▶ _INSTRUCTION 1_: In the passage on producing liquid natural gas, under what condition is the gas from the source left uncleaned before it is split into two flow portions?
═══ GIVEN TEXT ═══
DISCLOSURE OF THE INVENTION

According to the invention there is provided both an apparatus and a method for a system of producing liquid natural gas. A first embodiment of the system is associated directly with a well head or other source which provides a supply of high pressure natural gas. The gas flow obtained from the source is cleaned, unless the source provides natural gas clean enough to enable the formation of a liquid natural gas fraction, and thereafter is split into first and second high pressure flow portions. The first portion of the flow goes directly to a first or primary heat exchanger where it is cooled. Thereafter, the first flow portion passes through a second heat exchanger or super cooler where it is further cooled. The super cooled high pressure first flow portion is throttled into a liquid natural gas collector wherein a part of the first flow portion flashes to liquid natural gas, and the vent remainder of the first flow portion constitutes a cold saturated natural gas vapor.
═══ ENTRIES PROVIDED ═══
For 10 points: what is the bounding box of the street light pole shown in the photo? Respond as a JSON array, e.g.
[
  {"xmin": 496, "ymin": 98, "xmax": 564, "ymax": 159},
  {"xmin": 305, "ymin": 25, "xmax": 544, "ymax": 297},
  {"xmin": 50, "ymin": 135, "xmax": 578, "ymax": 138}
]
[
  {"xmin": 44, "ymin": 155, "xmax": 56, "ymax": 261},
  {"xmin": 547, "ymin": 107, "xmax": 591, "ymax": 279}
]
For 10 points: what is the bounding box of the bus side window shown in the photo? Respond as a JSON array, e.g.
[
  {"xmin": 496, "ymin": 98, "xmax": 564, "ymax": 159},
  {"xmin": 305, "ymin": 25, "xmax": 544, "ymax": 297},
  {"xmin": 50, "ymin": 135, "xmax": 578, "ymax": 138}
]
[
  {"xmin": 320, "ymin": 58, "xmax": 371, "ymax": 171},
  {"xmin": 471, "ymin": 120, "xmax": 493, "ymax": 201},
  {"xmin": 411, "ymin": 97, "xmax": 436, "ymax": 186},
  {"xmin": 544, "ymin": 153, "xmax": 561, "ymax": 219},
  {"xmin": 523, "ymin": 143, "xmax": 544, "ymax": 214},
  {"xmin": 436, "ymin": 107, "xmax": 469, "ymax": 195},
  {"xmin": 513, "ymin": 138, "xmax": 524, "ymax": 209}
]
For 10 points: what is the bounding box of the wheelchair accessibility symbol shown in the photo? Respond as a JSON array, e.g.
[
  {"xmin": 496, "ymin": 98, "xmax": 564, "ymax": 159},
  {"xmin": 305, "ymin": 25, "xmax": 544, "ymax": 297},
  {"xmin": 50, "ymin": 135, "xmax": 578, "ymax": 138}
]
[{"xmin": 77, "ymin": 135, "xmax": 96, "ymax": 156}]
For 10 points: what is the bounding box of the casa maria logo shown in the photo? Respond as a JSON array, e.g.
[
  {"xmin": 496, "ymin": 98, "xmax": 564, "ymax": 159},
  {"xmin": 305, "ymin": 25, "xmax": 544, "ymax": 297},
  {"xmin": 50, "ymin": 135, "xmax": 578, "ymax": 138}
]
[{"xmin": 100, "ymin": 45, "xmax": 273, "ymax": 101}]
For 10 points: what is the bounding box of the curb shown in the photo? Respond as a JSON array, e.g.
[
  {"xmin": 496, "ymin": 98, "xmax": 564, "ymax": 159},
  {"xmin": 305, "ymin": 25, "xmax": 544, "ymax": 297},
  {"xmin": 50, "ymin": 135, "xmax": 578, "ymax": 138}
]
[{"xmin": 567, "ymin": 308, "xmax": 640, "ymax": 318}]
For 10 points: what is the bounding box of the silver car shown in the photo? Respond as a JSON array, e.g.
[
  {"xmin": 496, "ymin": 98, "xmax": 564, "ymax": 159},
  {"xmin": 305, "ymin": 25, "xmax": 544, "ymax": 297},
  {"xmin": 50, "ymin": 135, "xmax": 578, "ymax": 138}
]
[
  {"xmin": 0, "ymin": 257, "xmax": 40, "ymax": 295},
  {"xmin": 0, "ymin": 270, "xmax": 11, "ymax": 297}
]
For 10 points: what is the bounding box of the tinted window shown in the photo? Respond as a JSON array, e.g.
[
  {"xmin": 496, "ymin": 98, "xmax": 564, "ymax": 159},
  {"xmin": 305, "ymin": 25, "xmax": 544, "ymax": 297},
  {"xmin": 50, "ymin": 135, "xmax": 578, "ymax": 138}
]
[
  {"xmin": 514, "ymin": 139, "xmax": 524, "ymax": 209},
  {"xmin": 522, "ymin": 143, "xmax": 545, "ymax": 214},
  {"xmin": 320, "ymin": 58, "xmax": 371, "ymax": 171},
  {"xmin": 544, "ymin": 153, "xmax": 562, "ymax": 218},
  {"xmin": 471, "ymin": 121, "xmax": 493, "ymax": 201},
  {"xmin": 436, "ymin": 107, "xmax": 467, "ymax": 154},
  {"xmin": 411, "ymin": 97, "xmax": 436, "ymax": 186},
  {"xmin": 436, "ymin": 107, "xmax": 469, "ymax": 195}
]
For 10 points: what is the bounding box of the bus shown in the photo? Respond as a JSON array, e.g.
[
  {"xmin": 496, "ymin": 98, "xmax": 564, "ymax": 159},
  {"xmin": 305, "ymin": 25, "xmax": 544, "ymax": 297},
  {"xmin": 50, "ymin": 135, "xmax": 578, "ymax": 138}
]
═══
▶ _INSTRUCTION 2_: Rewrite the part of the rows that opens with the line containing "the bus shown" and continues through the end of the rows, changing "JSON array" to "JSON list" and keeping everything else the same.

▶ _COMPLETE RESPONSE 1_: The gas is not cleaned when the source already provides natural gas clean enough to allow a liquid natural gas fraction to form.

▶ _COMPLETE RESPONSE 2_:
For 10 points: what is the bounding box of the bus shown in the photo? Respond as a JSON list, e.g.
[
  {"xmin": 496, "ymin": 98, "xmax": 564, "ymax": 159},
  {"xmin": 305, "ymin": 25, "xmax": 544, "ymax": 297},
  {"xmin": 50, "ymin": 135, "xmax": 578, "ymax": 138}
]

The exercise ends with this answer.